▸ **AIM OF THE EXERCISE**
Comb the records below for the string "trim" and copy each line where it turns up.

[Referring expression pointing data]
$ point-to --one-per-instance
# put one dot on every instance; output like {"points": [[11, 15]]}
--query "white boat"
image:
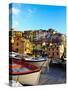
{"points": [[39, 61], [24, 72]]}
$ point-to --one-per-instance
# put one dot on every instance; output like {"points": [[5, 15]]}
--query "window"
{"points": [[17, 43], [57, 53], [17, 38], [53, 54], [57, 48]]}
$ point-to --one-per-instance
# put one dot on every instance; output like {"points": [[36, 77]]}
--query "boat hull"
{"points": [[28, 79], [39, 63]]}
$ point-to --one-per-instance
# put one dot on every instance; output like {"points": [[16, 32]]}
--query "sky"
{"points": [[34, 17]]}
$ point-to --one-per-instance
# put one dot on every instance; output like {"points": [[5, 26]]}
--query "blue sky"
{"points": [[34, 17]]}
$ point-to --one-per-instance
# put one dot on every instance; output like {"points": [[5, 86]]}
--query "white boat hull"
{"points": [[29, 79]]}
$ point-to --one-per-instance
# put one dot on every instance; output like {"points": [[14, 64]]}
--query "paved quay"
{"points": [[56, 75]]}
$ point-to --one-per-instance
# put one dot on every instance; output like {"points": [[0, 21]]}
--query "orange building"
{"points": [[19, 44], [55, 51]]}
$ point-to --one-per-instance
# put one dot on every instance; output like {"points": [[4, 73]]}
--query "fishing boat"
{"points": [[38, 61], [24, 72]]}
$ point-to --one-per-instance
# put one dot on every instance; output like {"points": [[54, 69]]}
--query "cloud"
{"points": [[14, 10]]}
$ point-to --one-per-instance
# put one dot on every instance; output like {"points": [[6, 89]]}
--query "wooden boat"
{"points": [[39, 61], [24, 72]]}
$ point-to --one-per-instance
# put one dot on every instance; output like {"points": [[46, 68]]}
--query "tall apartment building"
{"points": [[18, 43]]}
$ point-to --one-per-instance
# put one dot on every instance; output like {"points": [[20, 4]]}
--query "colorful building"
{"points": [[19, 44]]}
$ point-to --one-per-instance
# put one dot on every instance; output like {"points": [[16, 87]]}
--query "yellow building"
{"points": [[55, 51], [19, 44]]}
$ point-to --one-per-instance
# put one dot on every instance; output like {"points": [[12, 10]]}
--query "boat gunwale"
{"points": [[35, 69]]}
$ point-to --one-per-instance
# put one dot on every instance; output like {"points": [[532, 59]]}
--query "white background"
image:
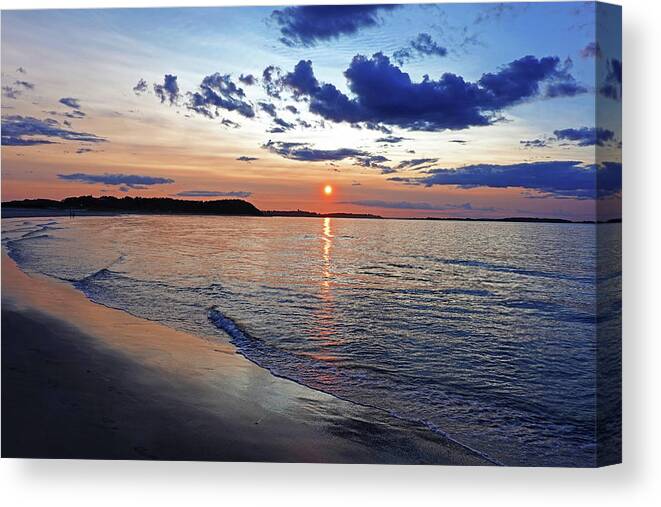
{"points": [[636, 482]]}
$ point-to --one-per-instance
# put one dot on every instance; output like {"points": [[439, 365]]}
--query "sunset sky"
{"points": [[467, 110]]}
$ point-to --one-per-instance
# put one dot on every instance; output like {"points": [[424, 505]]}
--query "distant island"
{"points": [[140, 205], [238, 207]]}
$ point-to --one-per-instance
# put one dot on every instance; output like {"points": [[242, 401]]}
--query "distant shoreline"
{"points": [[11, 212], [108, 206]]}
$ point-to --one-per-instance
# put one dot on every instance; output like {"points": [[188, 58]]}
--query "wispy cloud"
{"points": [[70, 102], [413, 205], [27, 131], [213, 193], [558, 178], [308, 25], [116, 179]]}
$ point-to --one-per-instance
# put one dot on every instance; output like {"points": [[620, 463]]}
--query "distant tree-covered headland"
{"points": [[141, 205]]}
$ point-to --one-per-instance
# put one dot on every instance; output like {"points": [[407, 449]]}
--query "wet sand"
==
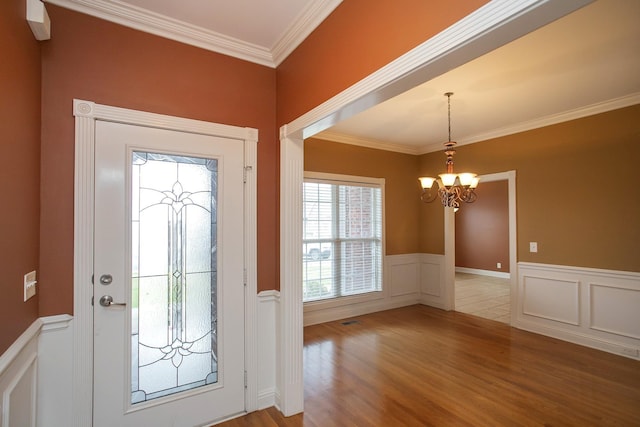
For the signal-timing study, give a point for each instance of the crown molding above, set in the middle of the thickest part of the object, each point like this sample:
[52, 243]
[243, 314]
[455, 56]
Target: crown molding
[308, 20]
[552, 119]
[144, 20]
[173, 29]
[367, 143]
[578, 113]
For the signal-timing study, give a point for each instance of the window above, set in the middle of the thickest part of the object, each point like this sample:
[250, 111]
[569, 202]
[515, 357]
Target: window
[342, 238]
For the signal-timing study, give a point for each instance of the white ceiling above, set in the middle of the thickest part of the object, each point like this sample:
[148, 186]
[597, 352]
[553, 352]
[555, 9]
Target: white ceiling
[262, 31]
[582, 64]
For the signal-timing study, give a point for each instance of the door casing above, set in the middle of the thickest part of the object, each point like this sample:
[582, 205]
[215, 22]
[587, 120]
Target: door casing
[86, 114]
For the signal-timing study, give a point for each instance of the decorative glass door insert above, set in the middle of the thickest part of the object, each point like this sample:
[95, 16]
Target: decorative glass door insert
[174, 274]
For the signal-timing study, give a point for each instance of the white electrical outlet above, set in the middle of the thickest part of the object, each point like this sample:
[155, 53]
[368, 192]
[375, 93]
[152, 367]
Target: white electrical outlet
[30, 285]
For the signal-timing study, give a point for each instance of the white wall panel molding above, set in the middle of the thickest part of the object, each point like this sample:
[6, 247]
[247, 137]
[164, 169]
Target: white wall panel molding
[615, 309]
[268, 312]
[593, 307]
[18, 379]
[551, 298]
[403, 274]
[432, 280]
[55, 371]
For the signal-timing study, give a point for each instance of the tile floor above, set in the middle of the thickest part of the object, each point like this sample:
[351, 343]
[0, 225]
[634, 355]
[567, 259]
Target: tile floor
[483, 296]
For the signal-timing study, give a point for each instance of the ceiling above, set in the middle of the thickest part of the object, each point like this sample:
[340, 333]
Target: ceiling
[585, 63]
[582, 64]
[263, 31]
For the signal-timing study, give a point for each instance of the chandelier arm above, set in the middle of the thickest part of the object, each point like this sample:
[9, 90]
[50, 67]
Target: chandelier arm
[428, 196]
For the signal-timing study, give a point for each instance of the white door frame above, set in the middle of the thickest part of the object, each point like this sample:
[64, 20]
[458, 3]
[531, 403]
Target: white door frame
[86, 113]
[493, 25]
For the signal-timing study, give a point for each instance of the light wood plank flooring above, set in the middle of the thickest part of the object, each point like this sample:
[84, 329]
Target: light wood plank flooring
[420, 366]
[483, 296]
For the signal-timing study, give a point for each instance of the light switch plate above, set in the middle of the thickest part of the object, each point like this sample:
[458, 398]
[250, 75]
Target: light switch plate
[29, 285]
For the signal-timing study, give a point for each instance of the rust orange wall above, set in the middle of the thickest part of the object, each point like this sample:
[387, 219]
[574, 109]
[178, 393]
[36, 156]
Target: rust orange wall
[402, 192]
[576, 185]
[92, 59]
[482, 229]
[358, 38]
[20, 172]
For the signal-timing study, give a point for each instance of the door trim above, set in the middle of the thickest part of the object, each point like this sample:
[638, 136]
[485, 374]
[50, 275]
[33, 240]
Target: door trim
--
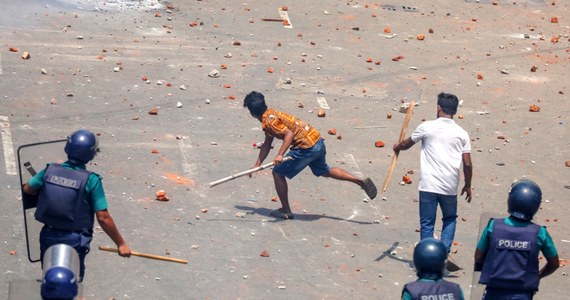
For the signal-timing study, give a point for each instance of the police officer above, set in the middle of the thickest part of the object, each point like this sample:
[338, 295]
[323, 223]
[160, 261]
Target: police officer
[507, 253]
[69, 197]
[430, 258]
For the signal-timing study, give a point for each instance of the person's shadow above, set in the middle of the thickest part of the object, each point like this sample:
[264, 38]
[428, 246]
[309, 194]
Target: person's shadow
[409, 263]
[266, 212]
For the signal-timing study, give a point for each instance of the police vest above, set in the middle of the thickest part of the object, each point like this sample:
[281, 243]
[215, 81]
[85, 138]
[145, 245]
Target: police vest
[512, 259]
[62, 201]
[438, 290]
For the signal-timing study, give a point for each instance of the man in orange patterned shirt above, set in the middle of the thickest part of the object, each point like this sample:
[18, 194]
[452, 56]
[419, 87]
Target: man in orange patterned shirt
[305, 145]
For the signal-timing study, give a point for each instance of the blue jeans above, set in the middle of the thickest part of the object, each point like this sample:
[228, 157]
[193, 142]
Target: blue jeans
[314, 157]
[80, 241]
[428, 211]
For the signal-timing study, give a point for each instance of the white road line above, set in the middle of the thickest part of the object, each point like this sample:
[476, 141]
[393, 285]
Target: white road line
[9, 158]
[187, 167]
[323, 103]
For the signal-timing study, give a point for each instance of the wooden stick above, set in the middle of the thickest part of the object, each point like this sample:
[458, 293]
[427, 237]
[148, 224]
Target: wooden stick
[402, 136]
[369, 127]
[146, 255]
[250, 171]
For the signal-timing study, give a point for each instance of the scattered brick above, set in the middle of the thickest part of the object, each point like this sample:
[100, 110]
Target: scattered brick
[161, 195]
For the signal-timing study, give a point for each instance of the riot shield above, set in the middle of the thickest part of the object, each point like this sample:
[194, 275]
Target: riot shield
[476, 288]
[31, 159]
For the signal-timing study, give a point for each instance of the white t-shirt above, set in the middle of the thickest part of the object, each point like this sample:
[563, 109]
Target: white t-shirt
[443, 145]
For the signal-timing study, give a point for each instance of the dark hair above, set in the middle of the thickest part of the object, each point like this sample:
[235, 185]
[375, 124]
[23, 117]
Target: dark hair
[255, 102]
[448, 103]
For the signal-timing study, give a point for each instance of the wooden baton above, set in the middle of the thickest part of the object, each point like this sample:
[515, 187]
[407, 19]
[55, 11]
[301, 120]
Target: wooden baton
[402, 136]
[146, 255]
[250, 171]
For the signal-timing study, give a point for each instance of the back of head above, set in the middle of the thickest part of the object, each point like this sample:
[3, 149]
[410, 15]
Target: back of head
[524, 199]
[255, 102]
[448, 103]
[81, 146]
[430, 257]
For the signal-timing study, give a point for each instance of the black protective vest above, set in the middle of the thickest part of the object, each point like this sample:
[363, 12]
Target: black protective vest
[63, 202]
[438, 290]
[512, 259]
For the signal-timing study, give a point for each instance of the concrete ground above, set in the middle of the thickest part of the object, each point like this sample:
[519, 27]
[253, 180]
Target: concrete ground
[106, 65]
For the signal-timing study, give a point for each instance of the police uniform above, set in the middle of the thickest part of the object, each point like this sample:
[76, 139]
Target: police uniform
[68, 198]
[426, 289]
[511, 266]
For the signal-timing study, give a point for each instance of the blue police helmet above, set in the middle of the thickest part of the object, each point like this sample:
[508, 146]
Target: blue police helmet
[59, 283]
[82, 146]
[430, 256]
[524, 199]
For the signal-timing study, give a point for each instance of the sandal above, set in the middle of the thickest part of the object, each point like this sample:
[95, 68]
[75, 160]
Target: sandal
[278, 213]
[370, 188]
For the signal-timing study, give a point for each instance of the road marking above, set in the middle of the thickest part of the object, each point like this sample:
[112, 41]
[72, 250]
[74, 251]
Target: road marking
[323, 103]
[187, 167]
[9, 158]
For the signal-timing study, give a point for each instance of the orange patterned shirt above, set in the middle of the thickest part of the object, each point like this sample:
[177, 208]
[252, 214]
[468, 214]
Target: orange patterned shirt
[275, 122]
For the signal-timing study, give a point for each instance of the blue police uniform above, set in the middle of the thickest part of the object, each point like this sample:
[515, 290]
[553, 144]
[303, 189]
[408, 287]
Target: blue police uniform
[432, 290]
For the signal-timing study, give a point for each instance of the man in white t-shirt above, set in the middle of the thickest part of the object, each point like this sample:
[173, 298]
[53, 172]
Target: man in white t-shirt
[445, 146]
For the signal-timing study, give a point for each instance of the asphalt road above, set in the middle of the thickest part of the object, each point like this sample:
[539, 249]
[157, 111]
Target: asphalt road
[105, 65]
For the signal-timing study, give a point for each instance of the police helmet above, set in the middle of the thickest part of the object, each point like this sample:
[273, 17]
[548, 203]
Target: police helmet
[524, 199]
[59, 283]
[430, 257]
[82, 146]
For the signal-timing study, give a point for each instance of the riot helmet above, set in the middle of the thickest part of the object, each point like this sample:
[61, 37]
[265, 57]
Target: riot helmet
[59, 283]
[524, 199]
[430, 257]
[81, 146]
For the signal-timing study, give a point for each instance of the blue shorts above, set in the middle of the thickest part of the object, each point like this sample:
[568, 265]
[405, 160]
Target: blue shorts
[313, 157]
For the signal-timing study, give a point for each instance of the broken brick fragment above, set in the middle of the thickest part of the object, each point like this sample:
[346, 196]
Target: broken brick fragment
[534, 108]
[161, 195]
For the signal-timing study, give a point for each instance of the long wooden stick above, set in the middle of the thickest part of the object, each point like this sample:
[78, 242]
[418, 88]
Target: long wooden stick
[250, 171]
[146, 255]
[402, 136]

▸ **COMPLETED EXERCISE**
For the signal-timing study, give a point for each instance of the door trim above, set in the middle of the thickest part of the object, each point like this sample:
Target: door trim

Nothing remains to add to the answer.